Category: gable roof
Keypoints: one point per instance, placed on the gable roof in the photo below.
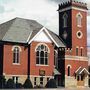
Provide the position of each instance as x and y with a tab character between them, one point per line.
23	30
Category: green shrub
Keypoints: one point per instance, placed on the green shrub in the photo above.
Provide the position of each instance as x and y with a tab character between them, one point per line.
51	84
27	84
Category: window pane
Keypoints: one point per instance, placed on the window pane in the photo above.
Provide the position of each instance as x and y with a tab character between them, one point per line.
17	57
76	51
37	53
41	60
68	70
46	54
13	57
37	60
46	61
38	48
42	54
41	80
42	47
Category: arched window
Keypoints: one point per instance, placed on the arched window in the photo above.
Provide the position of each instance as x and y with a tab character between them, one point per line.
42	54
55	58
76	51
65	17
68	70
79	19
16	54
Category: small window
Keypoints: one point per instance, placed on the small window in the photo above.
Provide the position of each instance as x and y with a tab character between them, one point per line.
41	80
65	18
68	70
42	55
79	19
15	79
47	79
81	52
76	51
55	58
16	55
35	78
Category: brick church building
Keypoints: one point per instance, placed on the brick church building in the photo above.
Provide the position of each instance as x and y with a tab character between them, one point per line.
30	50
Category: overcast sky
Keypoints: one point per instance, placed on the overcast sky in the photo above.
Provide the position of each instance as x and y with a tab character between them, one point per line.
44	11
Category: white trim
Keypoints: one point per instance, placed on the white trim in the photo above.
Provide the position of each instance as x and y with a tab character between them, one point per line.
77	69
47	33
83	70
42	44
72	7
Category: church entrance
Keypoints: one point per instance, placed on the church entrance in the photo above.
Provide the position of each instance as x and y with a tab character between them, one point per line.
81	75
81	80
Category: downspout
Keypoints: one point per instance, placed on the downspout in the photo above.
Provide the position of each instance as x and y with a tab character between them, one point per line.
28	71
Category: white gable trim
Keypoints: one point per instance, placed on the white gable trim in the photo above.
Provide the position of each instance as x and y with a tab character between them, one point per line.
72	7
47	34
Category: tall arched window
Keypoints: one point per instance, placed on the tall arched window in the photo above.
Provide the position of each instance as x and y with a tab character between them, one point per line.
65	17
68	70
79	19
55	58
42	54
16	54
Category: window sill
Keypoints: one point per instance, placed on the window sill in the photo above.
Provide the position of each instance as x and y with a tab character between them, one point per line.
41	65
16	63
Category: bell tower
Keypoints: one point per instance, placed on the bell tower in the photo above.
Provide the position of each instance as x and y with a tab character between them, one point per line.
73	24
73	31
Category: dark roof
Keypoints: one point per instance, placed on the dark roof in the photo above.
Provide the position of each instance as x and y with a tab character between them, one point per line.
20	30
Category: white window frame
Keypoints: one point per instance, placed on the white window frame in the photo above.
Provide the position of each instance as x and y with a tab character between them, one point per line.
15	79
55	58
79	19
17	57
45	51
69	67
65	18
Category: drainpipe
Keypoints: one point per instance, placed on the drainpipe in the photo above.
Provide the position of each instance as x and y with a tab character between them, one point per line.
28	72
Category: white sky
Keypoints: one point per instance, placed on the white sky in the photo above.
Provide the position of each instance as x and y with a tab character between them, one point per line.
44	11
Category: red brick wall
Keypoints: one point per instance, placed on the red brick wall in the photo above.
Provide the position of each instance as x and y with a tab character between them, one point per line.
75	41
75	65
34	70
9	67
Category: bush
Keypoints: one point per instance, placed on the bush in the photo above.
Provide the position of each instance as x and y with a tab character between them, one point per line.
27	84
10	83
51	84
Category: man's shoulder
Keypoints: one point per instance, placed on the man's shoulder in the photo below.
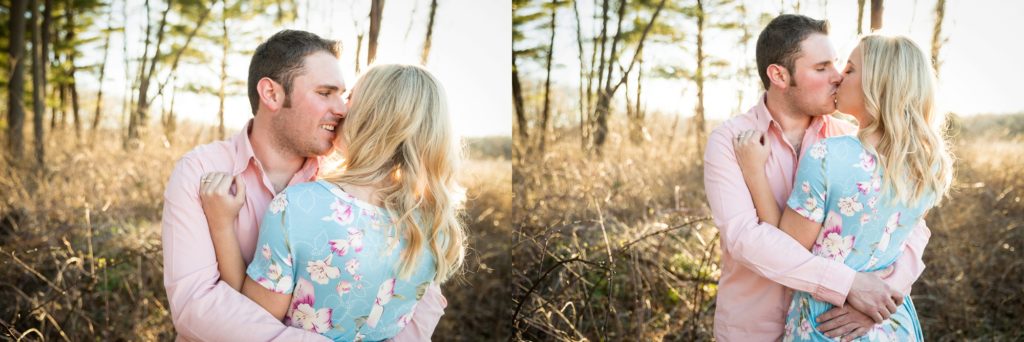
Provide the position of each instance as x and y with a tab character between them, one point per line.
216	156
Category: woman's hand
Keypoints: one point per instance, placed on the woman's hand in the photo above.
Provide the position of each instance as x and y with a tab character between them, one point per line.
220	206
752	152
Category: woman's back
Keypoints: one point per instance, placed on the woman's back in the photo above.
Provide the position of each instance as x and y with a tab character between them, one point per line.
839	184
340	256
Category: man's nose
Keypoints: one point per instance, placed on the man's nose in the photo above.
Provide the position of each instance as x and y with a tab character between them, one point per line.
339	108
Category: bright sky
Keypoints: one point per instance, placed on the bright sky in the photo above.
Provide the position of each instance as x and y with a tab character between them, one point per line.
469	54
980	71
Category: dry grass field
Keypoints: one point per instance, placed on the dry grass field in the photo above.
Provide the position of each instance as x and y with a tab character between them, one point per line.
80	247
621	247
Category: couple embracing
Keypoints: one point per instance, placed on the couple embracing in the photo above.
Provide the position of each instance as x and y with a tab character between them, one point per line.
263	241
822	222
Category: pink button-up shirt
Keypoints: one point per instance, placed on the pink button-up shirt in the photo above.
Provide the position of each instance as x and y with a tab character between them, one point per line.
761	263
204	308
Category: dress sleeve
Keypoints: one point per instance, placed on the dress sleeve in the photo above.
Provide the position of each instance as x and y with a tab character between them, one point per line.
272	265
811	188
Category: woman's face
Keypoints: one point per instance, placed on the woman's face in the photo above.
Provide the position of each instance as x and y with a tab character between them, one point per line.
850	97
341	144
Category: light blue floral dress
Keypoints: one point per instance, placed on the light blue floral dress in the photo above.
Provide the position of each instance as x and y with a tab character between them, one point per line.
839	184
338	257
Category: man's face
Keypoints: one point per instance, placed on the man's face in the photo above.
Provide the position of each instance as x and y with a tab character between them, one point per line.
815	77
308	127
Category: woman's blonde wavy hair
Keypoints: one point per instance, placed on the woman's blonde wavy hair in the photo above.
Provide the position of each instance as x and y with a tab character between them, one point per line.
899	93
399	137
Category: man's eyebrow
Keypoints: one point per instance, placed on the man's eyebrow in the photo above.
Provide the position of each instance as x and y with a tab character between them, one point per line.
331	87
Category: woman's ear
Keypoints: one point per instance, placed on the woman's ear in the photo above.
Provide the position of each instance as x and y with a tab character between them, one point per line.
270	93
778	76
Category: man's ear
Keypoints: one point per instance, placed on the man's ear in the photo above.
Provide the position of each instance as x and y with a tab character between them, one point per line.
271	94
778	76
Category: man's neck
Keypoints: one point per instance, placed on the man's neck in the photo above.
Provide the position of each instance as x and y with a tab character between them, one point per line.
279	165
794	124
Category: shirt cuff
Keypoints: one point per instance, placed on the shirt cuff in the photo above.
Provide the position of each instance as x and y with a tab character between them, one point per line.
835	285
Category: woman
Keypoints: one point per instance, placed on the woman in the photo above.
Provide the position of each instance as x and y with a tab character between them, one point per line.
349	255
856	199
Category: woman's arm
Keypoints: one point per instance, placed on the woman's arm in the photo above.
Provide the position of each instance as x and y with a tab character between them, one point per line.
752	154
221	209
275	303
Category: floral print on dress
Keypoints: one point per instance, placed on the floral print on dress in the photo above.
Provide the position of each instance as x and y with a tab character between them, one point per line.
840	179
337	257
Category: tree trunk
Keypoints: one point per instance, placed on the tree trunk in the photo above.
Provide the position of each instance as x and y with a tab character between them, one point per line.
860	16
38	87
520	116
224	42
940	10
546	112
584	100
139	115
698	119
877	9
45	51
102	69
376	14
430	31
358	51
72	86
15	87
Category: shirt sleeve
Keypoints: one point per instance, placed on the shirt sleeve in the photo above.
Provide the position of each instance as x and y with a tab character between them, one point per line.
760	247
910	263
425	317
272	265
810	190
201	304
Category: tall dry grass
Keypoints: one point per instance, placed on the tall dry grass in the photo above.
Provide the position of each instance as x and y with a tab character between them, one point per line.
620	246
80	247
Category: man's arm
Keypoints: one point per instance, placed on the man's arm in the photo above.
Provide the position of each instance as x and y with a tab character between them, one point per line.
910	264
763	248
202	307
428	312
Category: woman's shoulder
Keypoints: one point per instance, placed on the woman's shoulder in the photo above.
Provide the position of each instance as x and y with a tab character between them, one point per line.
301	195
838	147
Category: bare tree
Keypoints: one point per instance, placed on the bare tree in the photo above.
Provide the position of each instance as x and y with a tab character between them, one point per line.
607	65
71	85
877	9
430	31
937	40
102	69
546	112
38	87
860	16
376	14
139	116
15	87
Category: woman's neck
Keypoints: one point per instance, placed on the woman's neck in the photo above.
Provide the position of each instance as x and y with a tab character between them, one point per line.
368	194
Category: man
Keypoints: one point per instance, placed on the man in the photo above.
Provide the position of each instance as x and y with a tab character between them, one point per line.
761	263
295	90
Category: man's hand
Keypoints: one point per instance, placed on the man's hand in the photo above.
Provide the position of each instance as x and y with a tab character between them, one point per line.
845	322
220	206
872	297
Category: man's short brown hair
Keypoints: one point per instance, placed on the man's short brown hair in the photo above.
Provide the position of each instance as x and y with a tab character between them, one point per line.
779	42
281	58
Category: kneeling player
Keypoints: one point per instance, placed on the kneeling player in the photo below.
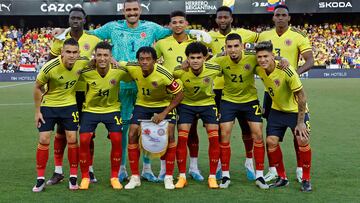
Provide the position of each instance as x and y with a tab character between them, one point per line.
198	100
287	110
154	102
239	100
102	106
58	105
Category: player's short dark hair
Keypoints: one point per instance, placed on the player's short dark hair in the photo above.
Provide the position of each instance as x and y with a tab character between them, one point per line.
146	50
281	6
224	8
103	45
76	8
71	41
233	36
264	46
196	48
130	1
177	13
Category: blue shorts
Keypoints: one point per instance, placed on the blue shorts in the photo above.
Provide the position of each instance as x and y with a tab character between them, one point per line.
112	121
127	97
267	102
218	94
80	99
66	116
187	114
279	121
249	111
145	113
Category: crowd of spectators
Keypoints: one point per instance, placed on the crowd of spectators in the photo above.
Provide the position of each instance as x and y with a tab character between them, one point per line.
334	45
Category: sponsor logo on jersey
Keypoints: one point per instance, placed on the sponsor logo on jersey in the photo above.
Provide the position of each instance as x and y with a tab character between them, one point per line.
288	42
147	131
154	84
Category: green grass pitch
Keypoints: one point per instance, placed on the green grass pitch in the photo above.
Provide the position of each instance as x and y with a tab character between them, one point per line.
334	106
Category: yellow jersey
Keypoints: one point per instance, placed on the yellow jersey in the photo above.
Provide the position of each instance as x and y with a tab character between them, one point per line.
217	45
198	90
289	45
87	45
239	77
60	82
173	53
156	89
281	85
102	95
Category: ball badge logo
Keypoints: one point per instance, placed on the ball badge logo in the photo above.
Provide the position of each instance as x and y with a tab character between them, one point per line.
206	80
87	46
277	82
113	82
147	131
271	4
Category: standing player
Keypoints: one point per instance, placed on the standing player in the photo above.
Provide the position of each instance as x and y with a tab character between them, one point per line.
288	109
172	49
289	43
58	105
239	100
102	106
223	20
153	102
198	100
127	36
87	43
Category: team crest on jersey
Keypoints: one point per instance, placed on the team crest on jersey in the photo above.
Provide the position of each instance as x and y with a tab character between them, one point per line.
277	82
288	42
161	132
112	81
154	84
86	46
247	66
143	35
147	131
206	80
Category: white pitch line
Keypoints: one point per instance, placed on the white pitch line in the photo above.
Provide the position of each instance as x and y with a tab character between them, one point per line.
14	85
17	104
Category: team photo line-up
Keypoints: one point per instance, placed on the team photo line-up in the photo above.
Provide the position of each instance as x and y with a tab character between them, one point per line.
142	80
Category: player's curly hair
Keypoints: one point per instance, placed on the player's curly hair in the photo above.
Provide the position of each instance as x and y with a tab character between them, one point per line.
146	50
77	9
196	48
177	13
264	46
224	8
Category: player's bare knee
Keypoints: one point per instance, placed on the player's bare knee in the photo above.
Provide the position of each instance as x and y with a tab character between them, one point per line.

* * * * * * * * *

Directions for this task:
From the line with "Category: team photo line-up" to the last line of the material, give every line again exactly, and only those lines.

Result:
Category: team photo line-up
Keypoints: one point per instance, placed on the team photo line-up in the photo above.
Provide the position of each instance as x and y with a tab character between them, one point per line.
142	80
Category: player's curly hair
Keypoints: one point per instance, placed on the player's curly hair in the photo above.
Provide the position of each instance as x and y with a tab character between them, one point per line.
146	50
77	9
196	48
177	13
264	46
224	8
Category: player's bare knee
Keypoints: one point per instance, placed on the player's bare knee in the photo above.
Provide the position of each instance as x and y with a tab character between them, one point per line.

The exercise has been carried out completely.